> DIRECTIVE: Write out every line of the records below as a numbered list, leaving out any blank lines.

(Detection records)
------------------------------
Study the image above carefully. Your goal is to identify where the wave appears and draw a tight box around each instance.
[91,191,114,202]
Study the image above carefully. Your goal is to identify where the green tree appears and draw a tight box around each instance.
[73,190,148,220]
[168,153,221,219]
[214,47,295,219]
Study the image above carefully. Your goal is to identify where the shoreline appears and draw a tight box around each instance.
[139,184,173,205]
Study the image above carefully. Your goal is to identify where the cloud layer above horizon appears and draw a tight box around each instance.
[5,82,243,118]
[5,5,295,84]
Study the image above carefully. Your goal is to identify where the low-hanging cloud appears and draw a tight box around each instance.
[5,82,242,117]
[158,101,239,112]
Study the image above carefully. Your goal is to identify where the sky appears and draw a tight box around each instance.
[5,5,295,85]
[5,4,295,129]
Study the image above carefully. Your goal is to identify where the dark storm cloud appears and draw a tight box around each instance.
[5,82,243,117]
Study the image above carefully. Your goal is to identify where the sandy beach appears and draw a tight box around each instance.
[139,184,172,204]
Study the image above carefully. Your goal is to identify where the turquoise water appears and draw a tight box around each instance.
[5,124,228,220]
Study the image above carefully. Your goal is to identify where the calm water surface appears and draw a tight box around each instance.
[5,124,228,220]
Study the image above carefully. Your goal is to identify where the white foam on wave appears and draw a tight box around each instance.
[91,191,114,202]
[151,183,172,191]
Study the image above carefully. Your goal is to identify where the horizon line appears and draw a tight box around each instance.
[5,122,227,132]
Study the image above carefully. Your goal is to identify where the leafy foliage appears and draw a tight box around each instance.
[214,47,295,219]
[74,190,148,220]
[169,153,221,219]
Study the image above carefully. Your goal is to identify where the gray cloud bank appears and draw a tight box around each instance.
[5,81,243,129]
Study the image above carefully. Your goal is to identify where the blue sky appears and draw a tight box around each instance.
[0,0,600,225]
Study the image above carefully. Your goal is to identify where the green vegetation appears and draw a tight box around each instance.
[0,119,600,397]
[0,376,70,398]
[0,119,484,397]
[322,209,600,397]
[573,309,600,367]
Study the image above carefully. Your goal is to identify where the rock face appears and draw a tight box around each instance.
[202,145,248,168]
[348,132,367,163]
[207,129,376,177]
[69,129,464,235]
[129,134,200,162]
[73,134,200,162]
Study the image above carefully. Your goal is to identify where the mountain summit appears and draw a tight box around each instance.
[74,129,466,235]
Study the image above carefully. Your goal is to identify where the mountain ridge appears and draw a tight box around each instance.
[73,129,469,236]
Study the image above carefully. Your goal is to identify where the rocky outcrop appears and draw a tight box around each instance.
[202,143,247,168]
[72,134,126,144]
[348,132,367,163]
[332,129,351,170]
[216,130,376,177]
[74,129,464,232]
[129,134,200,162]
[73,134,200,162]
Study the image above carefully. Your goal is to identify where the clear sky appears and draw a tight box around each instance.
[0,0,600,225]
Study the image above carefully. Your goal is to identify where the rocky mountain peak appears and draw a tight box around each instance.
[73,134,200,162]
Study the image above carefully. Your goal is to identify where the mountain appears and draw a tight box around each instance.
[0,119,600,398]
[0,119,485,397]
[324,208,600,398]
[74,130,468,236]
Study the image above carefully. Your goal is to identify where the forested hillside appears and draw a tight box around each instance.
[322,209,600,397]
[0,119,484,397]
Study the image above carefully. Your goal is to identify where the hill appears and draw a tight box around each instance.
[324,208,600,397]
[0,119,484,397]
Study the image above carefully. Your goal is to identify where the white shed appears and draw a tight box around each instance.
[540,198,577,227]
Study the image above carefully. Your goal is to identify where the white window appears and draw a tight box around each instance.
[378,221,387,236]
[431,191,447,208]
------------------------------
> TASK RESPONSE:
1. Study the image above carefully. Your goal is to identify where the wave appears and draw a tight box around each instance.
2. [91,191,114,202]
3. Study the image above carefully. Your goal is to identify where the green tree appears and draw a tight box around each instance.
4. [73,190,148,220]
5. [168,153,221,219]
6. [214,47,295,219]
7. Study the image above carefully. Your goal is to identify where the shoreline appears and draw a tight box around each instance.
8. [139,184,173,205]
9. Study the image above carefully. Your goal is to identify where the cloud layer above horizon appears and draw a tight box around each instance.
10. [5,82,243,118]
11. [5,5,295,84]
12. Study the image above carefully. Your goal is to identify where the low-hanging cloud appears and draw a tight box around each instance.
13. [5,82,242,117]
14. [158,101,239,112]
15. Study the image above carefully. Your goal is to identify where the sky appears and draw a tight box around each instance.
16. [5,5,295,85]
17. [5,4,295,129]
18. Study the image above carefully. Your goal is to identify where the dark storm cloud appears and draw a tight box around each instance.
19. [5,82,243,117]
20. Study the image above carefully. Your goal is to identify where the sandy beach appears and draw a tight box around each instance.
21. [139,184,172,204]
22. Study the image above carefully. Your goal is to identify where the turquoise water appears and draw a tight box around each instance.
23. [5,124,228,220]
24. Study the image above carefully. Your goal is to identify where the calm water surface appears and draw a tight box around each instance.
25. [5,124,228,220]
26. Study the image above carefully. Your goal is to identify where the white foam on wave appears and draw a tight box around each instance.
27. [91,191,114,202]
28. [151,183,172,191]
29. Study the image above carefully. Your goal is to identify where the horizon line appears and draw a tight box around each instance.
30. [5,122,227,132]
31. Study the image above carefully. Your goal is to identify where the leafy foliage appears and draw a tight box around each instance.
32. [214,47,295,219]
33. [74,190,148,220]
34. [169,153,221,219]
35. Study the image above carefully. Your goal is to identify where the gray cloud bank appears and draw a tight box around each instance.
36. [5,81,243,129]
37. Study the image above carefully. Your goal is to identify where the blue sky appears and draw a tight box around each instance.
38. [0,0,600,225]
39. Study the image above carefully. Your goal is to identify where the green vegetation appears and draw a tight box around each instance.
40. [0,119,600,397]
41. [0,376,70,398]
42. [0,119,484,397]
43. [322,209,600,397]
44. [573,309,600,367]
45. Study the image above carefully. Your goal is to identify where the rock face appears and draw a tight box around each instance.
46. [202,145,248,168]
47. [348,132,367,163]
48. [207,129,376,177]
49. [69,129,464,235]
50. [129,134,200,162]
51. [73,134,200,162]
52. Study the image above carefully. Your goal is to identify where the mountain summit appears and draw a tight box around each instance.
53. [74,129,466,235]
54. Study the image above carefully. Your goal is to identify where the mountain ridge appears and draw a tight box around each instance.
55. [73,129,469,236]
56. Study the image above carefully. Your goal is to identify where the rocky outcrop appears and draw a tight box around each instance.
57. [202,143,247,168]
58. [72,134,126,144]
59. [348,132,367,163]
60. [332,129,351,170]
61. [216,130,376,177]
62. [74,129,464,232]
63. [129,134,200,162]
64. [73,134,200,162]
65. Study the image above carefully. Your goal is to identify where the clear sky appears and draw a tight box around each instance.
66. [0,0,600,225]
67. Study the image above carefully. Your goal is to identify where the rocky mountain peak appears and draw a tight box around each instance.
68. [73,134,200,162]
69. Study the image above carefully. Your goal is to identify where the mountain appears and draw a tight box around each instance.
70. [0,119,600,398]
71. [0,119,485,397]
72. [324,208,600,398]
73. [74,130,468,236]
74. Study the image above carefully. Your goal is to identify where the forested hillside appears and draw a tight box around each instance.
75. [322,209,600,397]
76. [0,119,484,397]
77. Study the image above carefully. Your goal is to identify where the hill appears and draw a tight box around each instance.
78. [324,208,600,397]
79. [0,119,484,397]
80. Study the image above carefully. Your goal is to identify where the white shed appears and draw a tight box around each instance.
81. [540,198,577,227]
82. Study the image above carefully. Your goal is to identify where the white window appears and draw a tight box around each instance.
83. [378,221,387,236]
84. [431,191,447,208]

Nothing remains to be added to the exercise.